*What to do*:
Only those lines running from the line that contains "compact shape [831,113]." through the end of the material are to be written out, each exactly as shown.

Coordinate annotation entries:
(begin)
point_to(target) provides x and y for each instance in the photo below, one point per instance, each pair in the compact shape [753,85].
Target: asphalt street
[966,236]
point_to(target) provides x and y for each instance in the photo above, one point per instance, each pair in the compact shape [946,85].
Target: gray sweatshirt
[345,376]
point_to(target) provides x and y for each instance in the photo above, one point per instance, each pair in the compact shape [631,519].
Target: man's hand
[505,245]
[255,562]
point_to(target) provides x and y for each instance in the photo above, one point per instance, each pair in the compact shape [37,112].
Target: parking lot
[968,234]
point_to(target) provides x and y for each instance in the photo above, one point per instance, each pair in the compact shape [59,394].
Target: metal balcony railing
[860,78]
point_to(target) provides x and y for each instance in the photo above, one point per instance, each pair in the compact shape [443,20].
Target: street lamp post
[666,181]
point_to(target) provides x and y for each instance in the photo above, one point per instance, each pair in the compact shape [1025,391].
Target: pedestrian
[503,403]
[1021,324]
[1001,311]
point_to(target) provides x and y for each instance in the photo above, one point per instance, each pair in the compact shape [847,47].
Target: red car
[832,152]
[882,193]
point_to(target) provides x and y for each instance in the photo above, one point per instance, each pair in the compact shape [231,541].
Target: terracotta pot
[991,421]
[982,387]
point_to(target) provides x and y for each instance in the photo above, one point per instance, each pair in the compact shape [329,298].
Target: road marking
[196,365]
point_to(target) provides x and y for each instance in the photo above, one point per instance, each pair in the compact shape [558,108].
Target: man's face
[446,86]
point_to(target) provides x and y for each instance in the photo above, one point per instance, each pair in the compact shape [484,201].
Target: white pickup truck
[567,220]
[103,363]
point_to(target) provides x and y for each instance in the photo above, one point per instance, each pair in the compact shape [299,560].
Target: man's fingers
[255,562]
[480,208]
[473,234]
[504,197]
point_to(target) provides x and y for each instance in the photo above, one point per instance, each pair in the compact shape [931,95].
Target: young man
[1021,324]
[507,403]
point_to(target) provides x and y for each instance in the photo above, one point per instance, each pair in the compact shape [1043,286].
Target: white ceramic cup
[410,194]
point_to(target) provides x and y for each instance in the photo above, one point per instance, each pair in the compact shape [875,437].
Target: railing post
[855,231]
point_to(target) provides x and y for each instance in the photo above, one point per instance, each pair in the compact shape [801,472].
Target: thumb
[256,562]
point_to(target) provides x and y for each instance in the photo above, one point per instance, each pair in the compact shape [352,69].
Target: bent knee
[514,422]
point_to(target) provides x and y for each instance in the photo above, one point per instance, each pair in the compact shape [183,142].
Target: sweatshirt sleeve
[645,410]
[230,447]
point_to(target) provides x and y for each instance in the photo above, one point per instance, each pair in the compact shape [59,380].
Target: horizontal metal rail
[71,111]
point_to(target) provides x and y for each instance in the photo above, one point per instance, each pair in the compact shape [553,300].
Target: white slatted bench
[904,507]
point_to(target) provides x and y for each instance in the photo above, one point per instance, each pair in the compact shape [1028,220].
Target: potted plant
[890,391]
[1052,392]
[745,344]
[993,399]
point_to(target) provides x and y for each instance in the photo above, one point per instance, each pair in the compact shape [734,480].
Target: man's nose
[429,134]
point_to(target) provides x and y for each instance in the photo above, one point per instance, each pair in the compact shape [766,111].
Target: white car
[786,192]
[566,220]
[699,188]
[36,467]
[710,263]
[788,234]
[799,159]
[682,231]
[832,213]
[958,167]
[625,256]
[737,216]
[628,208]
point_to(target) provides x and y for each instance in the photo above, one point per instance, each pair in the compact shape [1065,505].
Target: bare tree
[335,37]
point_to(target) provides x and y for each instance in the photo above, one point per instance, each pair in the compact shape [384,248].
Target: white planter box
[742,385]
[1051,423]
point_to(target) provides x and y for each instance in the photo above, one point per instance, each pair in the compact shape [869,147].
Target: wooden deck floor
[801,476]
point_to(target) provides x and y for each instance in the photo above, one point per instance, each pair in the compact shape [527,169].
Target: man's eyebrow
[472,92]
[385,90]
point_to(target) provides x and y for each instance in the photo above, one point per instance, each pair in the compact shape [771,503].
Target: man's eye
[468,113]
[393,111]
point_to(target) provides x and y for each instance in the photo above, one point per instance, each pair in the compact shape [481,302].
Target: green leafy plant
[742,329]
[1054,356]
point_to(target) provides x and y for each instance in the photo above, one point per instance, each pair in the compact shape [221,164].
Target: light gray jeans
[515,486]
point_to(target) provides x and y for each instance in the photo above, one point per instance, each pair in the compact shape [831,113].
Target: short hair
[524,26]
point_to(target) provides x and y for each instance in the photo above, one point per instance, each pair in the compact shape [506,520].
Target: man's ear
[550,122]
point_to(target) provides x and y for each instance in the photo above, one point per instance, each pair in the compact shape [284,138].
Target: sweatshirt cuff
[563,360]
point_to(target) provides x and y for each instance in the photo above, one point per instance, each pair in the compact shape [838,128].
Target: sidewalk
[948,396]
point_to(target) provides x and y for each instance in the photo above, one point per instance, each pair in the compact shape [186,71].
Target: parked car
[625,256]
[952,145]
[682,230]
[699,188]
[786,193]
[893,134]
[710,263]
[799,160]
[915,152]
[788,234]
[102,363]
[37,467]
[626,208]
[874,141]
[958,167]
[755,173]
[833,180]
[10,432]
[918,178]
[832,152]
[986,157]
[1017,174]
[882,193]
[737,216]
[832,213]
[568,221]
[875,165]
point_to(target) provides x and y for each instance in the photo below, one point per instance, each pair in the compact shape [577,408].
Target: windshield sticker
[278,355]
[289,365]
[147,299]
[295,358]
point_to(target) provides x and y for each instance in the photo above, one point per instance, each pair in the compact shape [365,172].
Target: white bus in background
(end)
*Result below*:
point_to(target) provides x and y for each instance in the photo above, one point per instance, each pair in the compact shape [831,113].
Target: short hair
[524,26]
point_to(target) provides x and y for each instance in the photo above, one point per instance, each pair in the compact shape [506,520].
Target: man's ear
[550,122]
point_to(target) provides x and y for each instance in the photo above, one point per instance, each pair in the compact shape [284,138].
Target: sweatshirt cuff
[563,360]
point_to(target) provides x and y for each instance in the photo above, one point per instance, each pair in the compact shape [838,128].
Target: sidewalk
[948,396]
point_to(target) provides x and y for each instance in the photo above, one point per instance, each pair in the compact shape [186,71].
Target: parked car
[625,256]
[952,145]
[682,230]
[699,188]
[786,193]
[893,134]
[710,263]
[799,160]
[915,152]
[788,234]
[102,363]
[37,467]
[626,208]
[874,141]
[958,167]
[755,173]
[833,180]
[10,432]
[918,178]
[832,152]
[986,157]
[1017,174]
[882,193]
[737,216]
[832,213]
[568,221]
[875,165]
point_to(target) provides x and y for each instance in the photo below, one point per instance, each pair in the compact shape [577,408].
Target: windshield sticker
[278,355]
[289,365]
[147,299]
[295,358]
point_to(target) provides x and y for each instance in the photo above, one point per instance, each pair in the compact shape [365,172].
Target: white bus in background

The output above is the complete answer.